Dataset rows on where objects appear:
= = = = =

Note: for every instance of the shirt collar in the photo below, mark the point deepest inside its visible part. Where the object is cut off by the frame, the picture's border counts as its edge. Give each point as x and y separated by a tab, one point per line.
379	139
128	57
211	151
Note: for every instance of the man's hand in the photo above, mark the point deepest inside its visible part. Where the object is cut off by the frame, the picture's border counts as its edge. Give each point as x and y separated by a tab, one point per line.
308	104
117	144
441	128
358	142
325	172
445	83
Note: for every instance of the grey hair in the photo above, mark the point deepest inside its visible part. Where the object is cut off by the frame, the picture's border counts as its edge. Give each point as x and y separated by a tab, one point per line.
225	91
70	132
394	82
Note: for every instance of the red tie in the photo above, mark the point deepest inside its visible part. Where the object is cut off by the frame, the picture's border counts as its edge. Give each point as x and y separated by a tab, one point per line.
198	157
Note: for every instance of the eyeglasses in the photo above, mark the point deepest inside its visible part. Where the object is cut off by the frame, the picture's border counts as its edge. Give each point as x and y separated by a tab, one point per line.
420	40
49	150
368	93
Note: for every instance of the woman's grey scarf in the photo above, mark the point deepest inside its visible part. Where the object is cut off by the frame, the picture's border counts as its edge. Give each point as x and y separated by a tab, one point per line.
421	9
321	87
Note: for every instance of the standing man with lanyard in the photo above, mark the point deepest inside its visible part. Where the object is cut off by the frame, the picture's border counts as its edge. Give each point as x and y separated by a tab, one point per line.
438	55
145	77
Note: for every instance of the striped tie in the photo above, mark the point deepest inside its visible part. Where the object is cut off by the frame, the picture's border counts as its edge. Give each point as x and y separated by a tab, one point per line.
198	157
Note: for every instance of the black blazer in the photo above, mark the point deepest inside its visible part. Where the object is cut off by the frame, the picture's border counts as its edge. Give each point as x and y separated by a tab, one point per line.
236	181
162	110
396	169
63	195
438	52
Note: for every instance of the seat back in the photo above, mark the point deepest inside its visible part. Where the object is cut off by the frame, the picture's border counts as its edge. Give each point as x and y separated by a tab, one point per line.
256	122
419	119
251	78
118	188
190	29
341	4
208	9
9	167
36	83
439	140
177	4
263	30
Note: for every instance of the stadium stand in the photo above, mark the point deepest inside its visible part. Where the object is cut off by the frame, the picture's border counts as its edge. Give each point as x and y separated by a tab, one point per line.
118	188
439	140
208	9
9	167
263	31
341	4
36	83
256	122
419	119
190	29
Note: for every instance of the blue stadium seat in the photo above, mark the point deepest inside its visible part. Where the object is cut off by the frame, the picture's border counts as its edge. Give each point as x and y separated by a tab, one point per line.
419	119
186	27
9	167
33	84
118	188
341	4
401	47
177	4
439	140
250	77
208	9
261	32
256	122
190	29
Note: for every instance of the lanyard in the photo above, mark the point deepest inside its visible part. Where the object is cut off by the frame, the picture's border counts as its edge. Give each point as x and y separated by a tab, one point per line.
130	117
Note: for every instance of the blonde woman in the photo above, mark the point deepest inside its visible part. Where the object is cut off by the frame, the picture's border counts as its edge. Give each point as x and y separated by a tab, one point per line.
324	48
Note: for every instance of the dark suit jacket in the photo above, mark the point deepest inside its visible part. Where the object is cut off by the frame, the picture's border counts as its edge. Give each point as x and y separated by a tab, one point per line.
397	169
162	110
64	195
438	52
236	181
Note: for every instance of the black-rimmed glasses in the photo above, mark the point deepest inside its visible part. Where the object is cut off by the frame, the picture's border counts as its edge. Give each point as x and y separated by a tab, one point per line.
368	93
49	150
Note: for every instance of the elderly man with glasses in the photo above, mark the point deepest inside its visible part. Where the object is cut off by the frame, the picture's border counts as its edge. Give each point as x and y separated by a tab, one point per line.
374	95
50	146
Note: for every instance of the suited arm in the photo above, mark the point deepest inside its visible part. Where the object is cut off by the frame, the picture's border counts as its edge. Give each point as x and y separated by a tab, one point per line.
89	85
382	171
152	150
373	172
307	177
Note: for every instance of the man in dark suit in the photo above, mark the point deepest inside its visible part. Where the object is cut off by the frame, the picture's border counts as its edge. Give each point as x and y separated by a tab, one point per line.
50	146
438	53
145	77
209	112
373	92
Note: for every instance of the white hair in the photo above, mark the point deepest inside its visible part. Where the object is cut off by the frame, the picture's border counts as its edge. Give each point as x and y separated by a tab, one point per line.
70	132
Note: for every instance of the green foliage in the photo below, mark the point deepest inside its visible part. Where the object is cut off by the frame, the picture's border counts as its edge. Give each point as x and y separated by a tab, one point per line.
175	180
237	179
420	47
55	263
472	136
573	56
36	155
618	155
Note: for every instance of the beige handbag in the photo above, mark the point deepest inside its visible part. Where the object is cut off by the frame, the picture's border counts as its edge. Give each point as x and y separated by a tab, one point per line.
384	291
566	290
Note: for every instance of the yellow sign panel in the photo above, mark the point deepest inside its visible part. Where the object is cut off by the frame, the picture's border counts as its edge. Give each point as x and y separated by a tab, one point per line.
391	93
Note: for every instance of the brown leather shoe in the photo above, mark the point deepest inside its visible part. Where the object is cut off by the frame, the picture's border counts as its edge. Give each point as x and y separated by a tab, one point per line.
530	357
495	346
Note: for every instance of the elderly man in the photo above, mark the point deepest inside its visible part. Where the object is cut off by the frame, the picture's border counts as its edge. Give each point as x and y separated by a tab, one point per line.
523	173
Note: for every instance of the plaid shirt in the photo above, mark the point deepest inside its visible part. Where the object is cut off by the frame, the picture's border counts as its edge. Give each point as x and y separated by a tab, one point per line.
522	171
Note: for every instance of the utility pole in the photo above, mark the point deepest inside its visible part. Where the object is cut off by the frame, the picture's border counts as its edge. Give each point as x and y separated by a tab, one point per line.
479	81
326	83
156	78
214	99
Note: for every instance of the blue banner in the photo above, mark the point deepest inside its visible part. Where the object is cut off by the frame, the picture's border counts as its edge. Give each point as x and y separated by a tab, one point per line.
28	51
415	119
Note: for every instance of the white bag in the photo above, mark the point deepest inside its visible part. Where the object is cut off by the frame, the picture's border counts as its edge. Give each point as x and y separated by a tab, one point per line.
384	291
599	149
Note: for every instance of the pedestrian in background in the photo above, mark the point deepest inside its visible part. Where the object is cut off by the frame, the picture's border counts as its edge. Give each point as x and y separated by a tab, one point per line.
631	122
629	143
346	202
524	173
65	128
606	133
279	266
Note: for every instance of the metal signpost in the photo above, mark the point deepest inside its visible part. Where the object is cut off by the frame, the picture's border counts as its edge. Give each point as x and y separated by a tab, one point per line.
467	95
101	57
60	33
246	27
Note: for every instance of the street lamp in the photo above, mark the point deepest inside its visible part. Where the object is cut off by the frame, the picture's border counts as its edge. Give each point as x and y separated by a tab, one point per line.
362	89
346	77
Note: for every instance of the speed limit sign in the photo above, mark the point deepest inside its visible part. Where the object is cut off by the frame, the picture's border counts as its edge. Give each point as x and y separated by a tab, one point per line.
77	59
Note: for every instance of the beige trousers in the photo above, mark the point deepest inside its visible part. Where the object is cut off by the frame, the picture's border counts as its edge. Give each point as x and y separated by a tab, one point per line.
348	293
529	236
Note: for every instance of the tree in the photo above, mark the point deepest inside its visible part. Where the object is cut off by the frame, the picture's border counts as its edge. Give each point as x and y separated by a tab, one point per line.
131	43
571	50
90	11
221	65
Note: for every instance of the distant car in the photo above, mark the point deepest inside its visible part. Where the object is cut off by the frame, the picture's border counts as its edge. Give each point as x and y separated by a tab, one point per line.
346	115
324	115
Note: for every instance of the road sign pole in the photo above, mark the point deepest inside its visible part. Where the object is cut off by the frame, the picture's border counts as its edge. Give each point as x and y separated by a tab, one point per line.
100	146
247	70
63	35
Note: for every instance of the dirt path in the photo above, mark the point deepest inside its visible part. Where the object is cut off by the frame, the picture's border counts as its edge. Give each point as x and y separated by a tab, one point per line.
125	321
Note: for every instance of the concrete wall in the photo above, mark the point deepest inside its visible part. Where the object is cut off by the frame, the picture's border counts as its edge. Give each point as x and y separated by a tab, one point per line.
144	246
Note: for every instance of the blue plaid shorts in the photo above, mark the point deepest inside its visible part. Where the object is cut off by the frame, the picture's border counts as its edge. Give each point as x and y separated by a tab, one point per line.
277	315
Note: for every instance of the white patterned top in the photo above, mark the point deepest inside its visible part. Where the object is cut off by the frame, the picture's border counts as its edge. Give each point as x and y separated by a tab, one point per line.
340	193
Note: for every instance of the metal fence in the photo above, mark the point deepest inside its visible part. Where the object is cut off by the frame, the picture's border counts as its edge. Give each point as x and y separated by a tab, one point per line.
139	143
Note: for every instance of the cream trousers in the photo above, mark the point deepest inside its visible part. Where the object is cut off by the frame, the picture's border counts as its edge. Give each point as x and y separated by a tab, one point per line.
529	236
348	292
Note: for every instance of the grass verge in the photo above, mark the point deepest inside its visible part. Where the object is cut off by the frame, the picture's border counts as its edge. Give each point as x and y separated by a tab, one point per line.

= = = = =

**Problem to solve:**
Write out the lines above from the one containing "Note: for every instance of the white patterned" through the last, exactly as they are.

**The reply:**
Note: for every instance of the white patterned top in the photo above, mark the point deepest inside its visible part. Where the object is cut off by the frame, the picture's border counts as its edge. Give each point as x and y separated by a tab, one point per line.
340	193
Note: for every instance of the metal fence in the photo above, mark the point deepest inside its visible part. Where the object is cut off by the frame, the picture's border counts as its edge. Give each point as x and y separated by a tab, one point per line.
139	143
Note: for every instance of the cream trousers in the photo above, mark the point deepest inside its visible part. Where the object is cut off by the frame, the picture's border counts as its edge. Give each point as x and y separated by a tab, one point per line.
529	236
348	292
Note: for every instance of the grass verge in the photo above, mark the point deepest inside its visible part. Where the object is cut off by the frame, the picture's border counts as its edge. Give each point as x and y separated by a tab, one point per line.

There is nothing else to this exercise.